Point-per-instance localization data
########################################

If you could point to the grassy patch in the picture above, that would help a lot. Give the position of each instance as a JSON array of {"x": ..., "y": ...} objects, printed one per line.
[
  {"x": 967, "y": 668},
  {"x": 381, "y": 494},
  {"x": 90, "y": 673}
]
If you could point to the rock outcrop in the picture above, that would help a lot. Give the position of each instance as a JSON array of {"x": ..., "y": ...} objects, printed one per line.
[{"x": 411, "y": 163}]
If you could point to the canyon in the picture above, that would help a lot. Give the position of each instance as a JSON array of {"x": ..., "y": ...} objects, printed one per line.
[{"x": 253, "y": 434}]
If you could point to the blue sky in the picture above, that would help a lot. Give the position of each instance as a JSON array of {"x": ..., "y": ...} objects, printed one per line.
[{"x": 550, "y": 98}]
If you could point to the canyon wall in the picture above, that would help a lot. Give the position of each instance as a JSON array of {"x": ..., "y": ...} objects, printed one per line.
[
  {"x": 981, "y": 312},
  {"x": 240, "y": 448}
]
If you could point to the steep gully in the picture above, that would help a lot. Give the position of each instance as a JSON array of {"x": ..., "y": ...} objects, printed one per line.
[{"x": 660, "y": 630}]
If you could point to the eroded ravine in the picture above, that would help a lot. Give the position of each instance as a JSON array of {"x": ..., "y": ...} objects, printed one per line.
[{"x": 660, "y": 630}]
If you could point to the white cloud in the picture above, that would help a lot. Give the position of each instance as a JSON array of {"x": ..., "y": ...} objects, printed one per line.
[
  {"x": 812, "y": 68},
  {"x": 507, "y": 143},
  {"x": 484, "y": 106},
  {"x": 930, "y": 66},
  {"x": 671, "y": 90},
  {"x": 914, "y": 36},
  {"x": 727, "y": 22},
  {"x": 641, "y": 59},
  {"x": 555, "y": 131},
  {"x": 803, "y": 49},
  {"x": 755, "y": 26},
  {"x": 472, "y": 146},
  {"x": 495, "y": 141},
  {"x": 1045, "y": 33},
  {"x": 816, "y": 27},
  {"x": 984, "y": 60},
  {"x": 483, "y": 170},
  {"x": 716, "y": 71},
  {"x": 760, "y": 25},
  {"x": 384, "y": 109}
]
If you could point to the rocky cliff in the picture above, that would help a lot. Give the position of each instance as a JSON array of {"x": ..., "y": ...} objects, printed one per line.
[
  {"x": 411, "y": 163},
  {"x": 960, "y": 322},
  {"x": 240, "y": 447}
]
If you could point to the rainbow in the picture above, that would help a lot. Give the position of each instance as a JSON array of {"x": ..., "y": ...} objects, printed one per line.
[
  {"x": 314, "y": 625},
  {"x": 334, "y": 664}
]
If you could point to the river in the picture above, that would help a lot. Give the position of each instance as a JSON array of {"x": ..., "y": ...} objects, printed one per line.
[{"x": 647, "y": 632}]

########################################

Give the entries once more, exactly as they appear.

If you could point to the grassy patch in the picture above, that would help a lot. Give the position of each instance as a JSON array of {"x": ..., "y": ...} objects, printed one per line.
[
  {"x": 967, "y": 668},
  {"x": 381, "y": 494},
  {"x": 90, "y": 673}
]
If you could point to the rock outcrop in the picture above, that would help a lot. Give the position of each instance as a JSON array of {"x": ..., "y": ...} objects, printed one per line.
[{"x": 411, "y": 163}]
If you could point to the canyon in the picture above, that would help a lot. Give the position of each instance as a JSON array of {"x": ..., "y": ...} objects, printed one per line.
[{"x": 253, "y": 434}]
If you could point to the blue sky in the picture above, that would help a lot. Give the position of each instance as a JSON array of {"x": ..., "y": ...} objects, printed one per line.
[{"x": 550, "y": 98}]
If you could point to the canyon wall in the picture above, that would help a lot. Give the position of each instance as a JSON array of {"x": ..., "y": ...} objects, printed one per line.
[
  {"x": 981, "y": 312},
  {"x": 240, "y": 448}
]
If you could point to the steep gully in the picture above, that would help a lot. Give the position of each instance as a JSON array of {"x": ..., "y": ...} objects, printed one per line.
[{"x": 660, "y": 630}]
If you could point to the eroded ravine in the picture above, that would help a lot. Give the position of each instance as a JSON array of {"x": ..., "y": ...} objects, printed one per line.
[{"x": 660, "y": 630}]
If you could point to the white cloud in the picture above, that would help a lot. Give the position of each instance as a JSON array of {"x": ..., "y": ...} objects, printed one per line.
[
  {"x": 812, "y": 68},
  {"x": 507, "y": 143},
  {"x": 484, "y": 106},
  {"x": 930, "y": 66},
  {"x": 671, "y": 90},
  {"x": 914, "y": 36},
  {"x": 727, "y": 22},
  {"x": 641, "y": 59},
  {"x": 555, "y": 131},
  {"x": 803, "y": 49},
  {"x": 755, "y": 26},
  {"x": 472, "y": 146},
  {"x": 495, "y": 141},
  {"x": 1045, "y": 33},
  {"x": 816, "y": 27},
  {"x": 984, "y": 60},
  {"x": 483, "y": 170},
  {"x": 716, "y": 71},
  {"x": 760, "y": 25},
  {"x": 384, "y": 109}
]
If you could point to the rocky cliff in the picture above, that would help a lot. Give the position of each instance as a JSON array of {"x": ..., "y": ...} objects, printed one per line.
[
  {"x": 411, "y": 163},
  {"x": 960, "y": 322},
  {"x": 240, "y": 447}
]
If you could point to the rainbow in the picture above, that would help a lot. Give the position of each instance as a JSON array of {"x": ..., "y": ...} objects, printed one per line.
[
  {"x": 314, "y": 625},
  {"x": 334, "y": 664}
]
If you could point to the river in the picture above, that would help a lot. Give the position of each instance as a JSON array of {"x": ..., "y": ...} objects, printed one per line.
[{"x": 647, "y": 632}]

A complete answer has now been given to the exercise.